Instructions for the task:
Scale the rows from the first one up to and including the row with "<point>374,525</point>". Rewrite each of these rows, requests included, with every point coordinate in the answers multiplied by 1.8 and rounded to a whole number (halves round up), and leave the requests and their format samples unchanged.

Exercise inputs:
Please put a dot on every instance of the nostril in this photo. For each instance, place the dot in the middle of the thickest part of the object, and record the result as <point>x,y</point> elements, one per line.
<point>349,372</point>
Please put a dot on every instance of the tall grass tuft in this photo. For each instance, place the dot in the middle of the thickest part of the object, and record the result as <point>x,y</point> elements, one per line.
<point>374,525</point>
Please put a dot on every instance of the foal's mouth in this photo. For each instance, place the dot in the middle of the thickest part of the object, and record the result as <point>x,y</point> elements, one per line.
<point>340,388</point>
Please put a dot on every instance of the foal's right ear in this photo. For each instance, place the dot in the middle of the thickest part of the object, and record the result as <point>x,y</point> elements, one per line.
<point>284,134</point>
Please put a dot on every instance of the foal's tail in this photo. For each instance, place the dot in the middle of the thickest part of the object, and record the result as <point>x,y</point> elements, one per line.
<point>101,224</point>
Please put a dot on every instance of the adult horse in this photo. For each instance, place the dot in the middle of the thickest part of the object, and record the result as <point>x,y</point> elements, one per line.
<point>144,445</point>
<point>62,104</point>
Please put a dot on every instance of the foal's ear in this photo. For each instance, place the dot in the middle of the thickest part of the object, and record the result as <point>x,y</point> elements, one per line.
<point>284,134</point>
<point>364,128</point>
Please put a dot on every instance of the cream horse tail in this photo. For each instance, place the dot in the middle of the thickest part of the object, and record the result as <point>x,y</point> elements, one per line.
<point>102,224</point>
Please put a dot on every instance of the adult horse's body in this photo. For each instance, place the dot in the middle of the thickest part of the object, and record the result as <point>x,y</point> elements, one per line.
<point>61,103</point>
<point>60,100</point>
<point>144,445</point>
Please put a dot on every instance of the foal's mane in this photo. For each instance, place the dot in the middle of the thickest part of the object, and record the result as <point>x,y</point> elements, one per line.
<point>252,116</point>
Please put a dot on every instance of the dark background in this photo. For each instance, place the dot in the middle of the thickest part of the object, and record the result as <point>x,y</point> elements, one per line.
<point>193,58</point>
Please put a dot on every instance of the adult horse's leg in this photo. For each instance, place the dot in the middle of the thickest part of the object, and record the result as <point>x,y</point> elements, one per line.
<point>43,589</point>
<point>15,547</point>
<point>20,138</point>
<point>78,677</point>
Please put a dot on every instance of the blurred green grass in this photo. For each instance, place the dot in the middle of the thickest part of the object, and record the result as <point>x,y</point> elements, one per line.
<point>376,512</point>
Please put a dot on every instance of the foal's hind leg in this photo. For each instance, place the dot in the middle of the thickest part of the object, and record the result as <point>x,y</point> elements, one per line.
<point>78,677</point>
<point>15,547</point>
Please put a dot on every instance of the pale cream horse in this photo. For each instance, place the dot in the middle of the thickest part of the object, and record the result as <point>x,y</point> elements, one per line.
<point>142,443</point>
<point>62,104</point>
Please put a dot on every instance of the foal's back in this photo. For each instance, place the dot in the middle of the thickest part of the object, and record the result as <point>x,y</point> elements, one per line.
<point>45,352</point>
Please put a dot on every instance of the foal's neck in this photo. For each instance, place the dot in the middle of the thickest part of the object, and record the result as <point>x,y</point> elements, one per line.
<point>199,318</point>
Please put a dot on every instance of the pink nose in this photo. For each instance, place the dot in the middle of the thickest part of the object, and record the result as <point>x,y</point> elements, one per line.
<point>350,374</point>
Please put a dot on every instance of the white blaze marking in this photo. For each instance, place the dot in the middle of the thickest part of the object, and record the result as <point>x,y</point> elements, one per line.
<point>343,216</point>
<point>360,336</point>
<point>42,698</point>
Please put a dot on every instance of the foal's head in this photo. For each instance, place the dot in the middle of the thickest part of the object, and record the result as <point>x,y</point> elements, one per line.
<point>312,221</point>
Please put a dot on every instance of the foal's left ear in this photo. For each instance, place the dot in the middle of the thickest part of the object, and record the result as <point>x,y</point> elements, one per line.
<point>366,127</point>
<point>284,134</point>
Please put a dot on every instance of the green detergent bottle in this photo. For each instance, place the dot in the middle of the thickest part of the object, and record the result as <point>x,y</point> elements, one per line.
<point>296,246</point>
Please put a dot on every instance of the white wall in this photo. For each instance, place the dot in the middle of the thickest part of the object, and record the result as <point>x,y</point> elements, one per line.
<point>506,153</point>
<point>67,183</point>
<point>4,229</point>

Problem solution:
Please put a dot on every instance of the nostril in this photo. For each instance, place the dot in the middle of the thickest part of the object, and record the result as <point>x,y</point> elements, one per line.
<point>628,670</point>
Please put a dot on every instance of the tall grass tuft in this photo. For each instance, place the dot in the middle of the thickest part of the object, and record the result as <point>x,y</point> elements, one per line.
<point>673,945</point>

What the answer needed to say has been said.